Mohon tunggu...
Ahmad Sugeng Riady
Ahmad Sugeng Riady Mohon Tunggu... Penulis - Warga menengah ke bawah

Masyarakat biasa merangkap marbot masjid di pinggiran Kota Yogyakarta

Selanjutnya

Tutup

Hobby Pilihan

(Resensi Buku) Pergulatan Kesenian Lokal dan Politik

20 Juni 2020   11:45 Diperbarui: 20 Juni 2020   11:41 145
+
Laporkan Konten
Laporkan Akun
Kompasiana adalah platform blog. Konten ini menjadi tanggung jawab bloger dan tidak mewakili pandangan redaksi Kompas.

Sebagai negara bhineka, kesenian lokal menjadi salah satu pilar yang patut mendapatkan perhatian. Kesenian lokal tidak cukup untuk dipentaskan sebagai hiburan semata, kesenian lokal adalah identitas masyarakat setempat. Karena di dalamnya mengandung nilai-nilai moral, laku spiritual, dan memori kolektif sejak masa silam.

#### [Data Tercatat]
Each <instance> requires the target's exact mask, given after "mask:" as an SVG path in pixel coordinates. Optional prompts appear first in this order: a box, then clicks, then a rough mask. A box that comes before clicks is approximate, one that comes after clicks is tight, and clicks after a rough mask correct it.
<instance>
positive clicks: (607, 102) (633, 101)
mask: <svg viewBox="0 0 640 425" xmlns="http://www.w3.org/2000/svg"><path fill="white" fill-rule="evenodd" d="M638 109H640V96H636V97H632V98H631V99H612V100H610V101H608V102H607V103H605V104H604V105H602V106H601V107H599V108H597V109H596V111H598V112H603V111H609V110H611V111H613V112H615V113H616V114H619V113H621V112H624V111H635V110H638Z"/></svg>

#### [Yang Perlu Dikerjakan]
**a.** Menurut kutipan, kesenian lokal merupakan identitas siapa?
**b.** Ganti "bloger" dengan "penulis" pada bagian kutipan yang diawali kata-kata "Hobby Pilihan" dan diakhiri "pandangan redaksi Kompas.", lalu tuliskan bagian itu.

#### [Hasil yang Diharapkan]
**a.** Identitas masyarakat setempat.

**b.**
Hobby Pilihan

(Resensi Buku) Pergulatan Kesenian Lokal dan Politik

20 Juni 2020   11:45 Diperbarui: 20 Juni 2020   11:41 145
+
Laporkan Konten
Laporkan Akun
Kompasiana adalah platform blog. Konten ini menjadi tanggung jawab penulis dan tidak mewakili pandangan redaksi Kompas.